_DATA TO PROCESS_
<<<<

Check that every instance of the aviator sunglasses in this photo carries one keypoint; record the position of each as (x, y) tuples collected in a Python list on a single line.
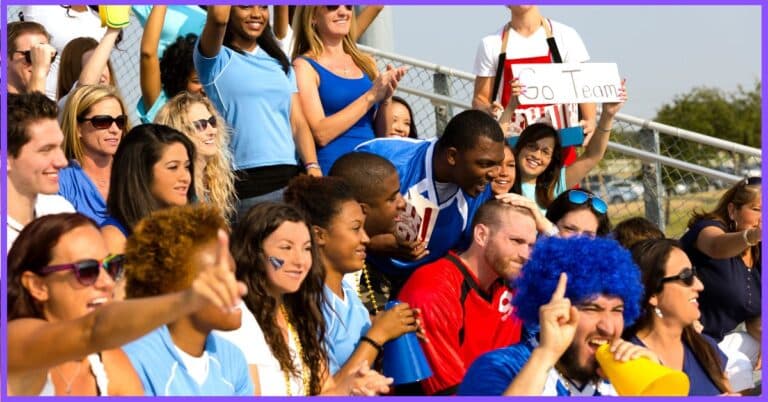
[(579, 197), (687, 275), (87, 271), (105, 121), (202, 124)]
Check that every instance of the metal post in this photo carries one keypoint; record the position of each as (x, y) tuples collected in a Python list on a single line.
[(654, 188), (443, 112)]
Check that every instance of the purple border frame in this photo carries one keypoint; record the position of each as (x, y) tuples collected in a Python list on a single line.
[(3, 96)]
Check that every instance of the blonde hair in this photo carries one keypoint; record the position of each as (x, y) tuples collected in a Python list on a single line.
[(307, 41), (79, 103), (218, 183)]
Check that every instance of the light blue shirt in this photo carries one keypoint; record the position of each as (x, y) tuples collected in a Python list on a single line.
[(253, 94), (162, 371), (347, 320)]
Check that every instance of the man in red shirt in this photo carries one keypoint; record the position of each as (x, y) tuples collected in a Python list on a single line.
[(465, 299)]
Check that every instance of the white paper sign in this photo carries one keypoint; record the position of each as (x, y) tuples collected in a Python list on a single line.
[(568, 83)]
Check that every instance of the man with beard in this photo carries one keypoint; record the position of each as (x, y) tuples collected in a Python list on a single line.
[(451, 172), (464, 298), (557, 354)]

>>>>

_WORK ITEM_
Since the copy should hold text only, set down each record exactly and leave the pictures out.

_ANSWER FOR THIS EXERCISE_
Check that every instance of the aviator sunglasses in this photo carries one keypoint; record the position of each as (x, y) tuples collected in a Python list on a single line.
[(579, 197), (687, 275), (87, 271), (105, 121), (202, 124)]
Check that every instance of the metal post in this photo carries one keypoint; record the position of each as (x, y) tuples collected in a Python list on a single line.
[(654, 188), (443, 112)]
Check that every instance of the purple border frame in this photo carries one keypoint; record the position of each as (x, y) tuples collected in a Python list on a single line.
[(3, 96)]
Check that every instance of the blonde hair in this photo carries one keypoint; record the position of each as (x, y) tuples collected in a Python list on a single line.
[(307, 41), (79, 103), (218, 183)]
Check that every instance of the light blue shirt in this photo carries one keypoint; record the position of each as (x, y) tuples collected in a Python list on a single line.
[(253, 94), (162, 371), (347, 320)]
Check that every instance of the man in red shirt in this photo carries one keypoint; record the position of each as (x, y) tuples collected in a Python list on a single line.
[(465, 299)]
Check that every instance of the white paper sign in this photo carries one keypoint; record the position of each as (x, y) tuples collected in a Python list on a single line.
[(568, 83)]
Check that every instance of the man with beard in this photo carries one keypoint; record the position of each as (x, y) tuples collected in a Python list on a single line.
[(451, 172), (464, 298), (557, 354)]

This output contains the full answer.